▶ Listed entries
━━━━━━

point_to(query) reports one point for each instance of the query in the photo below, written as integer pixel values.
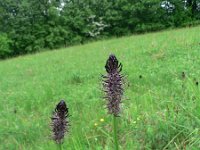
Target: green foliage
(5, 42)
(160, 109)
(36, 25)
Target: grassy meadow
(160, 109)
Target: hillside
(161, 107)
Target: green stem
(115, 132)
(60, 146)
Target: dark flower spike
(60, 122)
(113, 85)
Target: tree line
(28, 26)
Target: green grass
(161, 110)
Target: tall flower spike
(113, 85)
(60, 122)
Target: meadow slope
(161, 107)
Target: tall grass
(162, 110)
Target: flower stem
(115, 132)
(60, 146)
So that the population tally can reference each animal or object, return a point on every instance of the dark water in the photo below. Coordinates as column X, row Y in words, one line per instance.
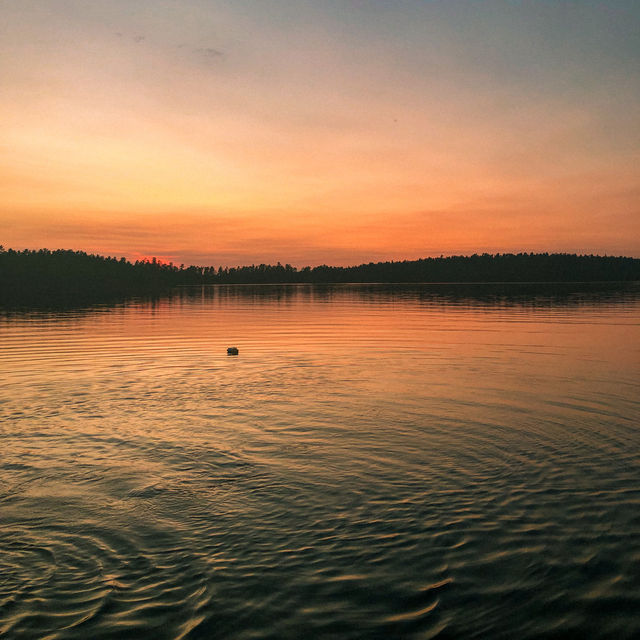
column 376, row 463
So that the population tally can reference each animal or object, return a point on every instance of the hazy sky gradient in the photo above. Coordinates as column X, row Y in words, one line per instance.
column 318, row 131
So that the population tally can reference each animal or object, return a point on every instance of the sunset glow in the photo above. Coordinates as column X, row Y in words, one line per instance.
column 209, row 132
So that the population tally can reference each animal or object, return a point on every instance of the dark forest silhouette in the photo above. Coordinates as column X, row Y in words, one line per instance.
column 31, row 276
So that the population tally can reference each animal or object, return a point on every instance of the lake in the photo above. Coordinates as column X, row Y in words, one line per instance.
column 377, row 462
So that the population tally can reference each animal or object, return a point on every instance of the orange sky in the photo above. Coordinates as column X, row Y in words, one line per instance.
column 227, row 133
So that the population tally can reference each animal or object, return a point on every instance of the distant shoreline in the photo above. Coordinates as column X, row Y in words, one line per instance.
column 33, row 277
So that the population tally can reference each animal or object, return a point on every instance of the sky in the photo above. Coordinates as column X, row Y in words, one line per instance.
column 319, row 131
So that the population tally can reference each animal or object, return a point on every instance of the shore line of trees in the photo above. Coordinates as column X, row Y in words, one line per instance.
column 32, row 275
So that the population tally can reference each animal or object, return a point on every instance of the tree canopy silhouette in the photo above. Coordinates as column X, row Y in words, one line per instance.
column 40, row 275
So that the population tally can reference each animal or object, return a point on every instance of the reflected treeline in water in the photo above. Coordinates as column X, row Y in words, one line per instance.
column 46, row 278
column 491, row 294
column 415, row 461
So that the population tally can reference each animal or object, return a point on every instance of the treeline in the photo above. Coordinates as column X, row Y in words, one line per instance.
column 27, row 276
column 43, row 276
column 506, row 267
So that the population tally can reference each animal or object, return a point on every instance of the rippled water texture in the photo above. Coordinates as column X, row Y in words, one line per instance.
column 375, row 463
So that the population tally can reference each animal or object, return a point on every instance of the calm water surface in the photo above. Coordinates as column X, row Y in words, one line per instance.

━━━━━━

Give back the whole listing exactly as written. Do not include any picture.

▶ Your response
point_to(query) reports one point for each instance of the query in the photo below, written as integer pixel values.
Target: green foliage
(5, 42)
(160, 109)
(36, 25)
Target: grassy meadow
(160, 109)
Target: hillside
(161, 107)
Target: green stem
(115, 132)
(60, 146)
Target: dark flower spike
(60, 122)
(113, 85)
Target: tree line
(28, 26)
Target: green grass
(161, 110)
Target: tall flower spike
(113, 85)
(60, 122)
Target: meadow slope
(161, 107)
Target: tall grass
(162, 110)
Target: flower stem
(115, 132)
(60, 146)
So that the population tally can reference each animal or object, return a point on every instance of the dark water in the photo below. Coordinates as column X, row Y in words, one line per instance.
column 376, row 463
So that the population tally can reference each animal or object, return a point on every instance of the hazy sky gradient in the photo above. Coordinates as column X, row Y in words, one line per instance.
column 318, row 131
So that the population tally can reference each animal or object, return a point on every instance of the sunset glow in the photo above. Coordinates as column X, row Y in words, one line per instance.
column 209, row 132
So that the population tally can reference each animal or object, return a point on every instance of the dark forest silhouette in the photo above. Coordinates as column X, row Y in words, one line per instance.
column 31, row 276
So that the population tally can reference each animal or object, return a point on every instance of the lake in the photo above. Coordinates as column X, row Y in words, one line per instance.
column 377, row 462
So that the population tally can reference each animal or object, return a point on every instance of the orange sky in the photo above. Coordinates as column X, row Y in words, one line per instance.
column 227, row 133
So that the population tally can reference each animal or object, return a point on every instance of the distant shoreline in the photo above. Coordinates as column X, row Y in words, one line per instance.
column 33, row 277
So that the population tally can reference each animal or object, return a point on every instance of the sky in the photo above. Coordinates as column X, row Y in words, one line per instance.
column 319, row 131
So that the population tally can reference each animal or object, return a point on every instance of the shore line of trees in the photo above. Coordinates as column X, row Y in words, one line per instance.
column 32, row 275
So that the population tally can reference each animal or object, return a point on every instance of the tree canopy silhouette in the photo above. Coordinates as column X, row Y in words, one line per instance.
column 40, row 275
So that the population tally can reference each animal or object, return a point on every instance of the reflected treeline in water in the photo above. Coordinates as column X, row Y in words, one line per instance.
column 46, row 278
column 491, row 294
column 415, row 461
So that the population tally can reference each animal or object, return a point on every instance of the treeline in the photo above. Coordinates as column X, row Y in words, one line per instance.
column 27, row 276
column 43, row 276
column 506, row 267
So that the population tally can reference each animal or object, return a point on every instance of the rippled water texture in the photo above. Coordinates as column X, row Y in words, one line per instance.
column 375, row 463
So that the population tally can reference each animal or object, return a point on every instance of the calm water surface in the photo above. Coordinates as column X, row Y in words, one line per instance.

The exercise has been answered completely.